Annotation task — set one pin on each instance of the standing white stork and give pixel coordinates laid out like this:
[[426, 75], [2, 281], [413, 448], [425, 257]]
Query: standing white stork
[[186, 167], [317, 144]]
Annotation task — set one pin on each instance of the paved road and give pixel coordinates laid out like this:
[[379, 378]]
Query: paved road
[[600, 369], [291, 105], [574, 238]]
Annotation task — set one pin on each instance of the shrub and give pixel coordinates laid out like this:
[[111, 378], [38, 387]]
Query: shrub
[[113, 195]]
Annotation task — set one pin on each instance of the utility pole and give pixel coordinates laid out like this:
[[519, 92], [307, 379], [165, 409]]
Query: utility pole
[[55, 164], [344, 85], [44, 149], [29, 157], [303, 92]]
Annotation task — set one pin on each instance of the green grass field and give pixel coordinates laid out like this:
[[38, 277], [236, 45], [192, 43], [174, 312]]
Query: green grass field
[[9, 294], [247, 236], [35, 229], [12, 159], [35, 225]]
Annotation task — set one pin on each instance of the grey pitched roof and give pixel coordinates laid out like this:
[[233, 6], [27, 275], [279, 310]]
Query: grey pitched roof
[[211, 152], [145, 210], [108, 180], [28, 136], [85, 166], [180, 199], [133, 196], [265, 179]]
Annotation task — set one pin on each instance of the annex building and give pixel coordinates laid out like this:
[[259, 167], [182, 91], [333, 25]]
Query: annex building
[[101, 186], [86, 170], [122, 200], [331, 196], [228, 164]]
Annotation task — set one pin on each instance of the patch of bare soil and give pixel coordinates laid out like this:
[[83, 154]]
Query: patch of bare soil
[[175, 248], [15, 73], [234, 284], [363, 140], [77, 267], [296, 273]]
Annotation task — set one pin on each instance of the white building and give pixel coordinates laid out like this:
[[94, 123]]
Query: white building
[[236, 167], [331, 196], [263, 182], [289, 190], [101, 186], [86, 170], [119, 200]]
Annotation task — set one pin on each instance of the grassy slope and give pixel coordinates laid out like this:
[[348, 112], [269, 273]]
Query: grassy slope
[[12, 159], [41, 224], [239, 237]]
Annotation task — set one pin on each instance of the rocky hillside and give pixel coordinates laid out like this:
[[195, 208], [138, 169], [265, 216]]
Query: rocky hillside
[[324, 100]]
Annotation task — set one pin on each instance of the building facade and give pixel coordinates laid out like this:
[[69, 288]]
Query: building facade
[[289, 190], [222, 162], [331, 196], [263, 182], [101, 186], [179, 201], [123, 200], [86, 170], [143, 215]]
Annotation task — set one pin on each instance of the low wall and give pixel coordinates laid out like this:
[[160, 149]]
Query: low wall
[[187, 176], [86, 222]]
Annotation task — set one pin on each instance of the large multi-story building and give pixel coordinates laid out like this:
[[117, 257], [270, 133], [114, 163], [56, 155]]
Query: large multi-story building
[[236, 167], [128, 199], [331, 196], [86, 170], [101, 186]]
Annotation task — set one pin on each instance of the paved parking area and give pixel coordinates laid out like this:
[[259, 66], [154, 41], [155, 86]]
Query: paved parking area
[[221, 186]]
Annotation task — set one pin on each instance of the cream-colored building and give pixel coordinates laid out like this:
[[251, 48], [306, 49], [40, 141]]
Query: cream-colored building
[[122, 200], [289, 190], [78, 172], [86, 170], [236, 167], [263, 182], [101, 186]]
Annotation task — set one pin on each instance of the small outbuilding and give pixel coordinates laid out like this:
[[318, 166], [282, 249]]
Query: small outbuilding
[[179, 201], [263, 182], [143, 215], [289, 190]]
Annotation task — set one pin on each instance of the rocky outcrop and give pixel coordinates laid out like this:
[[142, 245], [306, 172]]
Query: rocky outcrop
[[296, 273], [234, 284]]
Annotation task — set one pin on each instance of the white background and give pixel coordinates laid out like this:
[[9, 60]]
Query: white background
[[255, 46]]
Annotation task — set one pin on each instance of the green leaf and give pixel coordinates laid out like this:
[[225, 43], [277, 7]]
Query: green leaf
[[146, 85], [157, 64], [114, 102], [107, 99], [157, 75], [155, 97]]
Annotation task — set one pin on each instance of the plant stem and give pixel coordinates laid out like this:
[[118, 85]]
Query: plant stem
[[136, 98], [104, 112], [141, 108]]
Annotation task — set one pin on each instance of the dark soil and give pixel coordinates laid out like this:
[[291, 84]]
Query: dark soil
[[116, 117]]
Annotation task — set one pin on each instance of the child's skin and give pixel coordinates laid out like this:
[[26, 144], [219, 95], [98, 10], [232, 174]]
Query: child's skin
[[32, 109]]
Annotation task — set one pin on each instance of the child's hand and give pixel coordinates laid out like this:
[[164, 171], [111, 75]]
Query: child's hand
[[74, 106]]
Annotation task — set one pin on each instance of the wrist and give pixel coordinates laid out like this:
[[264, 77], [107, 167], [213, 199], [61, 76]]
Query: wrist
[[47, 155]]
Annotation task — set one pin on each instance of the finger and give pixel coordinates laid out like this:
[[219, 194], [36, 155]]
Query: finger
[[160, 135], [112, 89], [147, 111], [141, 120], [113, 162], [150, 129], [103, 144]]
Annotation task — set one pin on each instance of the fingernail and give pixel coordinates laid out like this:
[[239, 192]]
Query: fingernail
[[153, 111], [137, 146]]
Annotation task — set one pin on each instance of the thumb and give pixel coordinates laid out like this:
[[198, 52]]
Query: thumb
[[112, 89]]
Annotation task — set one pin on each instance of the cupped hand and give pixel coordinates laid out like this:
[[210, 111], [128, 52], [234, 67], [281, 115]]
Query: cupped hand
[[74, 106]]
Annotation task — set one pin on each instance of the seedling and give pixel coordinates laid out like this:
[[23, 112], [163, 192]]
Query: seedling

Required work:
All lines above from the one with "of the fingernail" to the one with "[[210, 111], [128, 52], [234, 67], [281, 115]]", inclusive, should be copied exactly, and no other lines.

Reply to the exercise:
Annotation task — set one pin on each instance of the fingernail and give pixel coordinates laid out like this:
[[239, 192]]
Query: fingernail
[[153, 111], [137, 146]]
Annotation task — set one pin on each instance of the thumb and give pixel coordinates laid out like this:
[[198, 52]]
Query: thumb
[[112, 89]]
Annotation task — set one pin on each instance of the cupped hand and give pixel coordinates laid out like this:
[[210, 111], [128, 52], [234, 67], [281, 115]]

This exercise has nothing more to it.